§ Material
┄┄┄┄┄┄

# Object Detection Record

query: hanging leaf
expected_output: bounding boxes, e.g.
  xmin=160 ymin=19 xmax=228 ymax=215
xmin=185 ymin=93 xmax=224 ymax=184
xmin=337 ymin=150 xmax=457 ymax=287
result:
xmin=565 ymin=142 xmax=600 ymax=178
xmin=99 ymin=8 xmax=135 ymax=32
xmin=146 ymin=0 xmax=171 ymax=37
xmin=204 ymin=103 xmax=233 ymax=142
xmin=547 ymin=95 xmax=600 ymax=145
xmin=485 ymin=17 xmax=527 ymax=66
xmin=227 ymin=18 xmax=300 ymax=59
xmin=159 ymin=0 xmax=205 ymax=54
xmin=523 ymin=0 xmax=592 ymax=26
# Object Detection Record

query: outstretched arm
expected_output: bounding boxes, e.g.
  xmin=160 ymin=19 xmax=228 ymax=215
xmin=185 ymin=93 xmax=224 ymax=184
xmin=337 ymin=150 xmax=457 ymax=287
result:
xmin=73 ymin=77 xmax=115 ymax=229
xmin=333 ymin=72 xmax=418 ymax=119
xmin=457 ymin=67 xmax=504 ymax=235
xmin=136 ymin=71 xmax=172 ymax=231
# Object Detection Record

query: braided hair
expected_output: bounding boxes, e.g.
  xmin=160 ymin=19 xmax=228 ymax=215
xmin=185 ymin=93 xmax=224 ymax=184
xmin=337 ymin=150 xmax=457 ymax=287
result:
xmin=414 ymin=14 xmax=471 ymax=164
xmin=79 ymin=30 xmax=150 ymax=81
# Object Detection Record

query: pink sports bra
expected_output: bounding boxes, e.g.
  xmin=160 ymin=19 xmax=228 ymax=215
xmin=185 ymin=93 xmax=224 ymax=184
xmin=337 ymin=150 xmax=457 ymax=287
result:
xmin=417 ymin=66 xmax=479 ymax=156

┄┄┄┄┄┄

§ Written request
Convert all lines of the entries above into a single numbered list, omitting blank lines.

§ Answer
1. # Object Detection Record
2. query: hanging leaf
3. expected_output: bounding boxes, e.g.
4.   xmin=160 ymin=19 xmax=228 ymax=215
5. xmin=185 ymin=93 xmax=224 ymax=184
6. xmin=337 ymin=150 xmax=457 ymax=287
7. result:
8. xmin=565 ymin=142 xmax=600 ymax=178
9. xmin=99 ymin=8 xmax=135 ymax=32
10. xmin=146 ymin=0 xmax=171 ymax=37
11. xmin=204 ymin=103 xmax=233 ymax=142
12. xmin=547 ymin=95 xmax=600 ymax=145
13. xmin=485 ymin=17 xmax=527 ymax=66
14. xmin=227 ymin=18 xmax=300 ymax=59
15. xmin=159 ymin=0 xmax=205 ymax=54
16. xmin=523 ymin=0 xmax=592 ymax=26
17. # Object Detection Record
18. query: outstretched arm
19. expected_output: bounding boxes, e.g.
20.   xmin=160 ymin=19 xmax=228 ymax=215
21. xmin=185 ymin=93 xmax=224 ymax=184
22. xmin=337 ymin=150 xmax=457 ymax=287
23. result:
24. xmin=73 ymin=77 xmax=115 ymax=229
25. xmin=333 ymin=72 xmax=418 ymax=119
26. xmin=457 ymin=67 xmax=504 ymax=235
27. xmin=136 ymin=71 xmax=172 ymax=231
28. # Object Detection Record
29. query: braided hair
30. expected_output: bounding boxes, e.g.
31.   xmin=160 ymin=19 xmax=228 ymax=215
32. xmin=185 ymin=93 xmax=224 ymax=184
33. xmin=337 ymin=150 xmax=457 ymax=287
34. result:
35. xmin=414 ymin=14 xmax=471 ymax=164
36. xmin=79 ymin=30 xmax=150 ymax=81
37. # Object Detection Record
38. query: pink sports bra
39. expected_output: bounding boxes, e.g.
40.   xmin=160 ymin=19 xmax=228 ymax=215
41. xmin=185 ymin=93 xmax=224 ymax=184
42. xmin=337 ymin=150 xmax=457 ymax=287
43. result:
44. xmin=417 ymin=66 xmax=479 ymax=156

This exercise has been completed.